## WORK TO BE COMPLETED
Convert the items below, from the line with "Note to the class: find the blue backpack" up to and including the line with "pixel 177 243", into a two-column CSV with the headers text and answer, one row per item. Put each item's text and its answer in a single quoted field, replacing any line breaks with spaces.

## RECORD LIST

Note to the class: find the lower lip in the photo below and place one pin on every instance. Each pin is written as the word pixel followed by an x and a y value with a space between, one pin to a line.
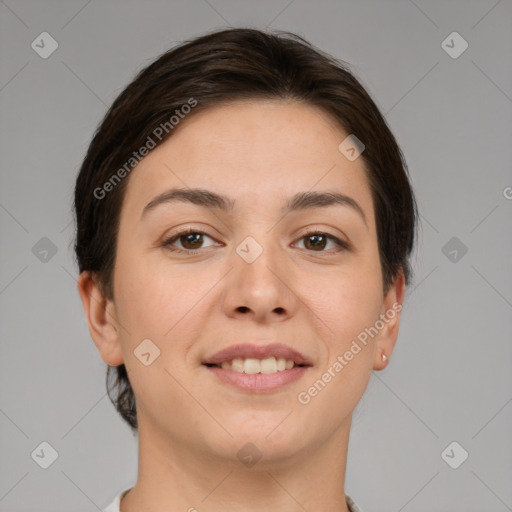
pixel 258 382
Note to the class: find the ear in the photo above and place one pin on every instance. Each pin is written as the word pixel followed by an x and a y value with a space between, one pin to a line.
pixel 390 317
pixel 101 318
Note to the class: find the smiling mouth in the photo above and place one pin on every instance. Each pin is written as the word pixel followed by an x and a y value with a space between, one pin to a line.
pixel 253 366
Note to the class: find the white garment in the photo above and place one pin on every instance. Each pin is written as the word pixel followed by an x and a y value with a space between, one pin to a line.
pixel 114 506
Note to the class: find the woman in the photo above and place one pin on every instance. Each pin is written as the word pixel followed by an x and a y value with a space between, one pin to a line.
pixel 244 227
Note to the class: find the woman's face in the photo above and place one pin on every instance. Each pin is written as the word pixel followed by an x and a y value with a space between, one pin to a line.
pixel 265 268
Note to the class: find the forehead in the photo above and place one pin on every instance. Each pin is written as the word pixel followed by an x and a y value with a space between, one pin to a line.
pixel 257 152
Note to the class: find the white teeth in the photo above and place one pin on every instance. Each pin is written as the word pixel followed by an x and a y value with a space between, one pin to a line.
pixel 252 366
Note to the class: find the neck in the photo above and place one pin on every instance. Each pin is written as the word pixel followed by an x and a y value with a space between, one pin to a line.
pixel 174 477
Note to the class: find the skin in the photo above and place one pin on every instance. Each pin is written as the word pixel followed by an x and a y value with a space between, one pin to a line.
pixel 191 425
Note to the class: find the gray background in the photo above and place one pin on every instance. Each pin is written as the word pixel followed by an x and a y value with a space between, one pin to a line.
pixel 449 378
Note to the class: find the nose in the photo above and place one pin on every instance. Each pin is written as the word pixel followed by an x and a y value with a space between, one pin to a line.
pixel 261 289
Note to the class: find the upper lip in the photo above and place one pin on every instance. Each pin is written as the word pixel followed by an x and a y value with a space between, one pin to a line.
pixel 243 351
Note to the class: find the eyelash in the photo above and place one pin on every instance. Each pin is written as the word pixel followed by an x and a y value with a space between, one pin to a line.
pixel 167 243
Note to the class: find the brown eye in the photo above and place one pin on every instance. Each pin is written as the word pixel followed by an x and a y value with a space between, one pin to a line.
pixel 315 242
pixel 189 241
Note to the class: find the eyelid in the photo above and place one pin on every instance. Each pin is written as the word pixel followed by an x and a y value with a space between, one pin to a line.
pixel 168 241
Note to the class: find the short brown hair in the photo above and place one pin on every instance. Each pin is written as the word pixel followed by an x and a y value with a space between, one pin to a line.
pixel 216 68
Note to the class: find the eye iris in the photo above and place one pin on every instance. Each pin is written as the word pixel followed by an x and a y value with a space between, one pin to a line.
pixel 319 241
pixel 191 238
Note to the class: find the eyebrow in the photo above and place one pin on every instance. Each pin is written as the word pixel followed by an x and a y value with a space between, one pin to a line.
pixel 208 199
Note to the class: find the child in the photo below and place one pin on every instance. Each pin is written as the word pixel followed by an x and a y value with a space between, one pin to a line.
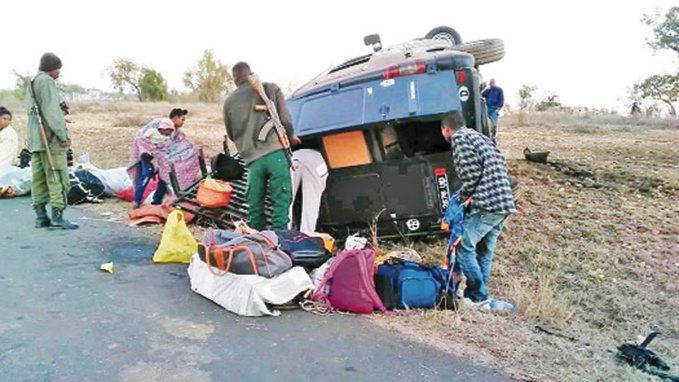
pixel 9 142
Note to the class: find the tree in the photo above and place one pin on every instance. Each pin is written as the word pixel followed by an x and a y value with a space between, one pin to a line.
pixel 549 101
pixel 20 84
pixel 665 33
pixel 661 87
pixel 209 79
pixel 126 75
pixel 153 86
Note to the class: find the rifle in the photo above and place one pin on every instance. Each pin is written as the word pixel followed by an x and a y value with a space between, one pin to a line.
pixel 38 114
pixel 274 121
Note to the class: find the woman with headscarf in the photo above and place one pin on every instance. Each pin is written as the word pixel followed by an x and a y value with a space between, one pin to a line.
pixel 158 145
pixel 9 141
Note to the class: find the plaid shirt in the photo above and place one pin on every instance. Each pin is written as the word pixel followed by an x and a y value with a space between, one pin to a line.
pixel 483 172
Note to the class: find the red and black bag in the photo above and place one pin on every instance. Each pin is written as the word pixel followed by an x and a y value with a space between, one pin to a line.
pixel 255 254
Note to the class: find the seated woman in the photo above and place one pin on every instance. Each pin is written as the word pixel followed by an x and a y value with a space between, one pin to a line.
pixel 9 142
pixel 158 145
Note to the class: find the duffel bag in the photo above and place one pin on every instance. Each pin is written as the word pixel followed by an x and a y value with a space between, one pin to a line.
pixel 305 251
pixel 255 254
pixel 407 285
pixel 85 187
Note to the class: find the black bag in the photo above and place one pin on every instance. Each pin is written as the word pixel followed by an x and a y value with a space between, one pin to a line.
pixel 24 158
pixel 227 168
pixel 305 251
pixel 406 284
pixel 85 187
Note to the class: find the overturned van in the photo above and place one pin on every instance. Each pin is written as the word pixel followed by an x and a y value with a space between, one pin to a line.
pixel 376 120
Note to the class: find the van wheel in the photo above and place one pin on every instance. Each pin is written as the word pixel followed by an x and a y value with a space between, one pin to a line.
pixel 447 34
pixel 484 51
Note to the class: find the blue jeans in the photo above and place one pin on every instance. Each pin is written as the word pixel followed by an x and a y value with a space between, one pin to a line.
pixel 480 230
pixel 144 175
pixel 494 115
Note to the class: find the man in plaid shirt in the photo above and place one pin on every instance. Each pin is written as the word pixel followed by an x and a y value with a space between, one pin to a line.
pixel 483 172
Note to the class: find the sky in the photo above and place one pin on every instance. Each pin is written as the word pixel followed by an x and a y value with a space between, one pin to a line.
pixel 587 52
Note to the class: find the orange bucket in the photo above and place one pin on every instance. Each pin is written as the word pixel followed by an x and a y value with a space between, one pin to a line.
pixel 214 193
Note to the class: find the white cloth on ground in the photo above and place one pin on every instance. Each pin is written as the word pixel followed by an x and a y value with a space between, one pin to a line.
pixel 114 179
pixel 9 146
pixel 20 179
pixel 310 172
pixel 247 295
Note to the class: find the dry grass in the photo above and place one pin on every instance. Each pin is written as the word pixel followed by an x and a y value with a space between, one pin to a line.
pixel 593 253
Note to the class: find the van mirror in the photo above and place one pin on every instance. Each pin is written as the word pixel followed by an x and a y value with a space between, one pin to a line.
pixel 374 41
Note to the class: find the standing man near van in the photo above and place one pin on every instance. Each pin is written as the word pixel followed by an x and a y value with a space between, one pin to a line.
pixel 484 176
pixel 48 141
pixel 268 167
pixel 495 99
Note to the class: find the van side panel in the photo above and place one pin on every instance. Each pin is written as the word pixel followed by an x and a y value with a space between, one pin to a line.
pixel 374 101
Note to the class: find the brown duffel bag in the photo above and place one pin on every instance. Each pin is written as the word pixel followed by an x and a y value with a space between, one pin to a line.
pixel 255 254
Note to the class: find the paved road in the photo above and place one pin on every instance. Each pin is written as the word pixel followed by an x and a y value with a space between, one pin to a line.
pixel 63 320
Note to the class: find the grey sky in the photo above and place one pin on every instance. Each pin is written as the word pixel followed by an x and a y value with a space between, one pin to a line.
pixel 588 52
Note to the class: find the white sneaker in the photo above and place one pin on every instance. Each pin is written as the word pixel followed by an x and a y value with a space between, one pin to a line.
pixel 481 305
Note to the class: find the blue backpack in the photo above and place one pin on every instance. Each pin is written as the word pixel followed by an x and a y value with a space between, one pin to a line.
pixel 408 285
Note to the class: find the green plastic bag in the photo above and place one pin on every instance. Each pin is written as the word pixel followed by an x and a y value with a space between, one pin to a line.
pixel 177 243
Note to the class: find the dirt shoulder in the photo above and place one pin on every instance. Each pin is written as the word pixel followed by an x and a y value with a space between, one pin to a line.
pixel 592 257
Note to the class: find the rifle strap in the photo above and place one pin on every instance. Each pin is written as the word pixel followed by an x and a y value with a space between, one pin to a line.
pixel 41 118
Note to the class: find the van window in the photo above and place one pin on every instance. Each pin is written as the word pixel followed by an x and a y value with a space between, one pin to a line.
pixel 346 149
pixel 405 140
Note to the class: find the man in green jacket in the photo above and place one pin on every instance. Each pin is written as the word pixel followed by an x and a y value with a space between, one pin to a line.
pixel 50 180
pixel 268 169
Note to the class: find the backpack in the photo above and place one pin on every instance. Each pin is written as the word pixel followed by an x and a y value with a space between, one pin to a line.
pixel 226 167
pixel 256 254
pixel 85 187
pixel 407 285
pixel 305 251
pixel 348 284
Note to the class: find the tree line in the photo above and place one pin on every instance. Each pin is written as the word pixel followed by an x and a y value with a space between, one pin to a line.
pixel 209 79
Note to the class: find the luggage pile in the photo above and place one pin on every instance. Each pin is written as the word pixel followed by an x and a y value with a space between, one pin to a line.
pixel 258 273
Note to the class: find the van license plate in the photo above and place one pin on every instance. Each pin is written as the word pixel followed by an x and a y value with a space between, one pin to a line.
pixel 443 187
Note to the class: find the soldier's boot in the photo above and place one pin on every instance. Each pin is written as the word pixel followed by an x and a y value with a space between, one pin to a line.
pixel 41 220
pixel 58 221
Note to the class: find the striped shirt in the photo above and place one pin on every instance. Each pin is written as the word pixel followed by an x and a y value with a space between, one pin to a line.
pixel 482 171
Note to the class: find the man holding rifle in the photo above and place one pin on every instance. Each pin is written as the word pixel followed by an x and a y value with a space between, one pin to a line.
pixel 48 141
pixel 259 123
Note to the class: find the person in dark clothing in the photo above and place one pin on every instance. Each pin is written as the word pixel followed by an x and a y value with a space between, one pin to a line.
pixel 268 170
pixel 483 173
pixel 495 99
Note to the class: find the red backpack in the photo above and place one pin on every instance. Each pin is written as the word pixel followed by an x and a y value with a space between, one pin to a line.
pixel 349 284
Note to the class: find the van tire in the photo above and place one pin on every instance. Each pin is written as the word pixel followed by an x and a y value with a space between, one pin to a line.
pixel 484 51
pixel 446 34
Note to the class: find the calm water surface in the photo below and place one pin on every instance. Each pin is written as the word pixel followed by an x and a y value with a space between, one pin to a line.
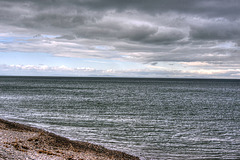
pixel 149 118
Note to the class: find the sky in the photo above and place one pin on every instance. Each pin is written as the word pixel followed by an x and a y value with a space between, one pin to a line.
pixel 118 38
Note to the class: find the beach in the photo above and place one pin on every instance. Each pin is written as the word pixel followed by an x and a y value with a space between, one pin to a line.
pixel 18 141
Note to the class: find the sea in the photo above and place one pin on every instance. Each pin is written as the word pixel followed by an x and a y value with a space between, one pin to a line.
pixel 147 117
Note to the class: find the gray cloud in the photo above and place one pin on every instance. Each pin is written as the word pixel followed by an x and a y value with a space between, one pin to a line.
pixel 144 31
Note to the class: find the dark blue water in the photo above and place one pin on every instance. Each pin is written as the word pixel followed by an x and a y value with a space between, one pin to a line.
pixel 149 118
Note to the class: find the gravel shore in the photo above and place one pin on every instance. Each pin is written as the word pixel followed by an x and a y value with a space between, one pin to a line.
pixel 18 141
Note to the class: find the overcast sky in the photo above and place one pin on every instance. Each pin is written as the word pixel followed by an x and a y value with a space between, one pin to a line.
pixel 127 38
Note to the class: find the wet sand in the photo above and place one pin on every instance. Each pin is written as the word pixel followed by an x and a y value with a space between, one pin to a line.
pixel 18 141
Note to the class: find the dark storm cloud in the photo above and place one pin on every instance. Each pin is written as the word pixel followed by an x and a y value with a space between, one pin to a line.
pixel 149 31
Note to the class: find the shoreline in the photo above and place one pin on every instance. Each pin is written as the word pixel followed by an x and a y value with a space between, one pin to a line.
pixel 19 141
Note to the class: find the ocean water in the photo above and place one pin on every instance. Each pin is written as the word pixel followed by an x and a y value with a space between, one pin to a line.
pixel 149 118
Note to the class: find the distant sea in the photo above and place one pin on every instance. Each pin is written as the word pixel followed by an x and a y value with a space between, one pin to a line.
pixel 149 118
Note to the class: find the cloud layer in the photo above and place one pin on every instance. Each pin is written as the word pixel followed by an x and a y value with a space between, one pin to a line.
pixel 151 32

## OUTPUT FOR THIS TASK
text,answer
"Note to the class: find the blue backpack in the photo above and place one pin on every instance. Each pin is written as the word pixel followed by an x and a y value with a space between, one pin to a line.","pixel 408 285"
"Note to the class: find the green plastic bag in the photo above and place one pin on every instance. Each pin is written as the word pixel followed by an x and a y value with a space between, one pin to a line.","pixel 177 243"